-- Set problem a --
In the Yoga-Vāsistha excerpt, who does Vasistha say delivered a discourse on the subject of the innumerable worlds?

-- Document excerpt --
Philosophy and Religion / Yoga Vāsistha / Yoga-Vāsistha (6.2): Nirvāna-Prakarana |
Válmiki
Yoga-Vāsistha, Book 6: Nirvāna-Prakarana (On ultimate extinction) - part 2. Chapter 176 - Brahma Gitā Account of Brahmānda or Mundane System
Rāma rejoined: There innumerable worlds in the universe, many of which have gone before, many are in-existence, and many as yet to be; how then is it sir, that you persuade me to the belief of their nullity.
Vasistha replied: You will know, Rāma, the relation which the world bears to a dream, in that they both mean a passing scene; and this sense of it, can be denied by no one of this audience.
The words which are spoken by the wise, who know their application and sense; are neither understood nor received in the hearts of common people, though they are in common use.
When you will come to know the knowledge One, then you will discern the three times clearly and behold them as present before you.
As it is the intellect alone, that displays itself in the form of the world in our dream; so does the Divine Intellect also, exhibit the worlds in itself, in the beginning of creation; and there is no other cause of their production.
Hence there are innumerable worlds, revolving like atoms in the infinite space of air; and there is no one who can count their number, and descry their modes and natures.
It was of old that my venerable sire-the lotus-born-Brahma, and all besmeared with the fragrant dust of that flower, has delivered a discourse on this subject, which I will now relate unto you.

-- Items --
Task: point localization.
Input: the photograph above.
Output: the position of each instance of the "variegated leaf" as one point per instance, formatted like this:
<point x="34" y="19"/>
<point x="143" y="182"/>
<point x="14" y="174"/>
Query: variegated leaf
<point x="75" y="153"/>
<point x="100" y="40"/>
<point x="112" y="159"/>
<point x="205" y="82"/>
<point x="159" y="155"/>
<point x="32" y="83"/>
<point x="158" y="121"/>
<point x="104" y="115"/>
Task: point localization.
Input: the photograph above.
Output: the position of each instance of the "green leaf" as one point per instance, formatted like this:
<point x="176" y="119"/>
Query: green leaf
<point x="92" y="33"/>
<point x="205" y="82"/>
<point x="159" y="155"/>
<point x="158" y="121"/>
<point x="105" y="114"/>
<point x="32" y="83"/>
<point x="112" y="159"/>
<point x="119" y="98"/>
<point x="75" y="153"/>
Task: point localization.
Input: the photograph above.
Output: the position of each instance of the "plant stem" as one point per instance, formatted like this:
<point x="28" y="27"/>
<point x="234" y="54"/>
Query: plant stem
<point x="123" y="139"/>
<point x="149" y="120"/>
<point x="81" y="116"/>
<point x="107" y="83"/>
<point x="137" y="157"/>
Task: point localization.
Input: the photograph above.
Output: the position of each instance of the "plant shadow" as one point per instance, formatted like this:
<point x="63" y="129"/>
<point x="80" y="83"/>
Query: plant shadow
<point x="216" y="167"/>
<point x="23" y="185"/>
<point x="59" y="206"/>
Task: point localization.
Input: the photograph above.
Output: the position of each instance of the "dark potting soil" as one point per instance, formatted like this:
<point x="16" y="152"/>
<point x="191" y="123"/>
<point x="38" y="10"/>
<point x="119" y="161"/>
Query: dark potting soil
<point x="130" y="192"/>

-- Set problem b --
Please write out all five records again, switching "point localization" to "point marking" wherever it appears and leaving every other line unchanged.

-- Full solution a --
Brahma, the lotus-born, whom Vasistha calls his venerable sire.

-- Full solution b --
Task: point marking.
Input: the photograph above.
Output: the position of each instance of the "variegated leaf" as one point per instance, formatted like this:
<point x="34" y="19"/>
<point x="143" y="182"/>
<point x="14" y="174"/>
Query: variegated leaf
<point x="75" y="153"/>
<point x="100" y="40"/>
<point x="112" y="159"/>
<point x="205" y="82"/>
<point x="159" y="155"/>
<point x="32" y="83"/>
<point x="158" y="121"/>
<point x="104" y="115"/>
Task: point marking.
Input: the photograph above.
Output: the position of each instance of the "green leaf" as one point per instance, formatted like this:
<point x="176" y="119"/>
Query: green leaf
<point x="92" y="33"/>
<point x="205" y="82"/>
<point x="159" y="155"/>
<point x="158" y="121"/>
<point x="105" y="114"/>
<point x="32" y="83"/>
<point x="112" y="159"/>
<point x="119" y="98"/>
<point x="75" y="153"/>
Task: point marking.
Input: the photograph above.
Output: the position of each instance of the "plant stem" as one point per instance, formatted like this:
<point x="28" y="27"/>
<point x="234" y="54"/>
Query: plant stem
<point x="123" y="139"/>
<point x="149" y="120"/>
<point x="81" y="116"/>
<point x="107" y="83"/>
<point x="137" y="157"/>
Task: point marking.
Input: the photograph above.
Output: the position of each instance of the "plant shadow" as one point per instance, formatted like this:
<point x="63" y="129"/>
<point x="80" y="83"/>
Query: plant shadow
<point x="216" y="167"/>
<point x="23" y="185"/>
<point x="59" y="206"/>
Task: point marking.
Input: the photograph above.
Output: the position of each instance of the "dark potting soil" as one point per instance, formatted like this:
<point x="16" y="152"/>
<point x="191" y="123"/>
<point x="38" y="10"/>
<point x="119" y="161"/>
Query: dark potting soil
<point x="130" y="192"/>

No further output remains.